__SELECTED TEXT__
★ ★ ★
The opioid lawsuit ties together at least 433 claims brought by cities, counties, states and Native American tribes against manufacturers, distributors and retailers. Doctors who were paid by manufacturers to be “key opinion leaders” on opioids are also listed as defendants. The first trial is scheduled to take place in March next year, unless an agreement is reached before then.
As well as Johnson & Johnson, manufacturers named in the lawsuit or boasting subsidiaries that are involved in the case include Allergan, the $58 billion Dublin-headquartered American drugs maker, Teva, of Israel, worth $25 billion, and Purdue itself, which is privately owned. America’s “Big Three” distributors, through which an estimated 80 per cent of America’s opioids have flowed, are named in the lawsuit or have subsidiaries that are involved. They are Amerisource Bergen, McKesson and Cardinal Health, which are worth $19 billion, $27 billion and $15 billion, respectively. Then there are the retailers. As well as Walmart and Walgreens, CVS, the $67 billion pharmacy chain, and Kroger, the $24 billion grocery chain operator, are named or have subsidiaries that are involved.
Meanwhile, the makers of opioid addiction treatments are launching new products in the country. Indivior, a FTSE 250 company, makes Suboxone Film and Sublocade. Suboxone Film, an oral treatment, accounts for 80 per cent of Indivior’s $1 billion revenue and had a market share of 57 per cent last year.
Yet even here there is controversy. Some manufacturers of opioid addiction treatments have been accused of lifting prices to profit from the crisis. A study by The New England Journal of Medicine last year found that the price of one injectable treatment had soared from $690 in 2014 to $4,500 in 2016.

Philanthropist family who left their name in the frame

It was only last month that the Sacklers, a family of noted philanthropists, found themselves named in an opioid addiction case for the first time. Several members of the family own and run Purdue Pharma, the maker of Oxycontin, an opioid that has become synonymous with the crisis. The drug is the source of most of the Sacklers’ estimated $13 billion wealth, a fortune that makes them the 19th richest family in America, according to Forbes.
★ ★ ★
__DATASET EXCERPTS__
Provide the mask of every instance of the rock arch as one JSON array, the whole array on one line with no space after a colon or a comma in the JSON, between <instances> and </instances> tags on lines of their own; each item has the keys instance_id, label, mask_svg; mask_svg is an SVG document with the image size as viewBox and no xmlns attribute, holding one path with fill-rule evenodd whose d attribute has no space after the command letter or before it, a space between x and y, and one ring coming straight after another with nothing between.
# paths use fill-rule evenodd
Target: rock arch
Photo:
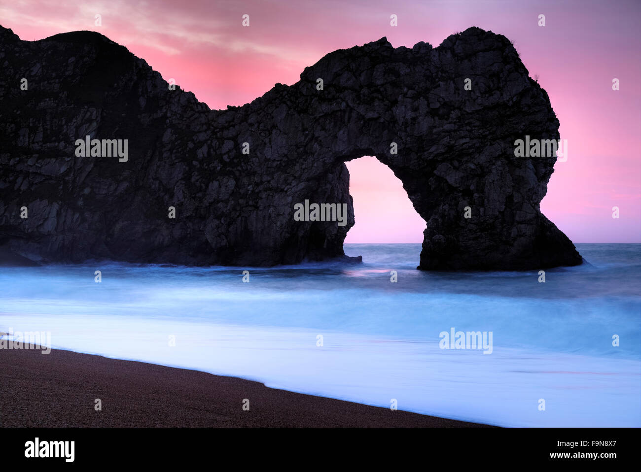
<instances>
[{"instance_id":1,"label":"rock arch","mask_svg":"<svg viewBox=\"0 0 641 472\"><path fill-rule=\"evenodd\" d=\"M354 223L344 163L370 155L427 222L419 268L581 263L539 209L556 156L514 155L526 135L558 139L559 123L503 36L470 28L438 47L412 49L383 38L217 111L169 90L144 61L97 33L0 36L2 81L32 76L28 94L0 88L9 105L0 111L0 245L21 255L227 265L342 256ZM74 141L88 134L129 139L128 161L75 156ZM347 224L294 221L294 204L306 199L347 204ZM27 220L18 216L23 205Z\"/></svg>"}]
</instances>

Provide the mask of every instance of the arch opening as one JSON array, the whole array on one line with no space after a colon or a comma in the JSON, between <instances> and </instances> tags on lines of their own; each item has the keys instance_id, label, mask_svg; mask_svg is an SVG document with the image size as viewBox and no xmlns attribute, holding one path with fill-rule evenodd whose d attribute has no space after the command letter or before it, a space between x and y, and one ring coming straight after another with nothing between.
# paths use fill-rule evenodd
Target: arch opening
<instances>
[{"instance_id":1,"label":"arch opening","mask_svg":"<svg viewBox=\"0 0 641 472\"><path fill-rule=\"evenodd\" d=\"M392 169L371 156L345 165L355 220L345 243L422 243L425 220Z\"/></svg>"}]
</instances>

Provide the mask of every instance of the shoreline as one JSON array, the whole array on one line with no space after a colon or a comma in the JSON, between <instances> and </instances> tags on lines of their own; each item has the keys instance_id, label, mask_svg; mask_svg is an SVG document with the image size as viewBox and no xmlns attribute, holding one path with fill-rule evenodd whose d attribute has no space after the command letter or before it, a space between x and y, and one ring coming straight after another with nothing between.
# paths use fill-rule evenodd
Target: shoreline
<instances>
[{"instance_id":1,"label":"shoreline","mask_svg":"<svg viewBox=\"0 0 641 472\"><path fill-rule=\"evenodd\" d=\"M59 349L0 350L0 427L493 427Z\"/></svg>"}]
</instances>

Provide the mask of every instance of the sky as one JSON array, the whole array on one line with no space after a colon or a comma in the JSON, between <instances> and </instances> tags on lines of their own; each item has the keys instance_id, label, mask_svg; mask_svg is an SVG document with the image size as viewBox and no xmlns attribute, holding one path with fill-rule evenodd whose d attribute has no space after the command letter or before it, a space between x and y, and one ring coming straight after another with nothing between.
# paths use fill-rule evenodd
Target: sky
<instances>
[{"instance_id":1,"label":"sky","mask_svg":"<svg viewBox=\"0 0 641 472\"><path fill-rule=\"evenodd\" d=\"M470 26L504 35L567 140L541 209L575 243L641 242L640 24L638 0L0 0L0 24L21 39L98 31L212 109L248 103L332 51L382 37L411 47ZM422 242L425 222L392 171L372 157L347 167L356 224L345 242Z\"/></svg>"}]
</instances>

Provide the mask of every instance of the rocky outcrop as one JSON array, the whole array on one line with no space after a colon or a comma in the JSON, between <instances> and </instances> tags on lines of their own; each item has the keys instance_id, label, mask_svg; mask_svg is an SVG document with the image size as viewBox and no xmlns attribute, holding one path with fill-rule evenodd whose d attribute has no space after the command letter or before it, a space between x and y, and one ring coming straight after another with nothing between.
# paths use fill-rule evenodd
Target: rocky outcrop
<instances>
[{"instance_id":1,"label":"rocky outcrop","mask_svg":"<svg viewBox=\"0 0 641 472\"><path fill-rule=\"evenodd\" d=\"M97 33L26 42L0 28L0 245L16 254L239 266L339 256L354 224L344 163L371 155L427 223L419 268L581 263L539 209L556 156L515 156L526 135L558 139L559 123L503 36L470 28L412 49L383 38L226 110L170 90ZM77 156L88 135L128 140L126 159ZM346 224L297 221L306 200L347 204Z\"/></svg>"}]
</instances>

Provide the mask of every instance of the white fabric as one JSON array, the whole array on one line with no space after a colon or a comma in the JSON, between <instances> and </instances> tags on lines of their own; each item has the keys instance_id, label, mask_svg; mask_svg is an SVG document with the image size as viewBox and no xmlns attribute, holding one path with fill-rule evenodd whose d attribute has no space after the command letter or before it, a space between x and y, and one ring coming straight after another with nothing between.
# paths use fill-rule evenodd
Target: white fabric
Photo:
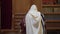
<instances>
[{"instance_id":1,"label":"white fabric","mask_svg":"<svg viewBox=\"0 0 60 34\"><path fill-rule=\"evenodd\" d=\"M42 26L41 19L41 13L37 10L36 5L32 5L25 17L26 34L38 34ZM41 34L43 34L43 28Z\"/></svg>"}]
</instances>

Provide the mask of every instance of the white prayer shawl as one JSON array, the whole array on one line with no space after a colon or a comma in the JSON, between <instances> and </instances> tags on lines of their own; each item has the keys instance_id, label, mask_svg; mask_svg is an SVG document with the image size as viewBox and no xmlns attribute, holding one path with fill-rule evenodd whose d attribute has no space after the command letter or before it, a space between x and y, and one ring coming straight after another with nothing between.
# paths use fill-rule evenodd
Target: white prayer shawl
<instances>
[{"instance_id":1,"label":"white prayer shawl","mask_svg":"<svg viewBox=\"0 0 60 34\"><path fill-rule=\"evenodd\" d=\"M32 5L25 17L26 34L43 34L41 19L41 13L36 5Z\"/></svg>"}]
</instances>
★ ★ ★
__CHECK YOUR UNDERSTANDING__
1: From the opioid lawsuit text, list every retailer named as involved in the case.
2: Pick up the opioid lawsuit text after its final sentence and continue it.

__REPLIES__
1: Walmart, Walgreens, CVS, Kroger

2:
Between 1996 and 2002, Purdue more than doubled its sales force and in 2001 alone spent $200 million marketing and promoting Oxycontin. This helped to push the number of US prescriptions for the drug from 670,000 a year in 1996 to about six million in 2002. One estimate puts total Oxycontin sales at $35 billion.



Mortimer Sackler with his wife Theresa and daughter Marissa
Mortimer Sackler with his wife Theresa and daughter Marissa

Mortimer and Raymond Sackler, who died in 2010 and 2017, respectively, each served as chief executive of Purdue. Three of Mortimer’s children — Ilene, Kathe and Mortimer Jr — have served on Purdue’s board. Two of Raymond’s children — Jonathan and Richard — and his grandson David also have served as Purdue directors. All six are named in the Massachusetts claim filed in June, as are Theresa Sackler, Mortimer’s wife, and Beverly Sackler, Raymond’s wife.
Philanthropic donations by Sackler family members have given them naming rights at public spaces across the world. In London there is the Serpentine Sackler Gallery in Kensington Gardens and Sackler Studios at Shakespeare’s Globe, among others. In New York there is the Sackler Wing at the Metropolitan Museum of Art and the Sackler Center for Arts Education at the Guggenheim, among others. There is also the Sackler Wing at the Louvre in Paris.
In 2007, Purdue pleaded guilty to federal criminal charges that it had misled regulators, doctors and patients about Oxycontin’s addiction risk. The Massachusetts claim alleges that Purdue continued its misleading marketing after 2007.
Purdue said in February this year that it would stop marketing its opioids to doctors.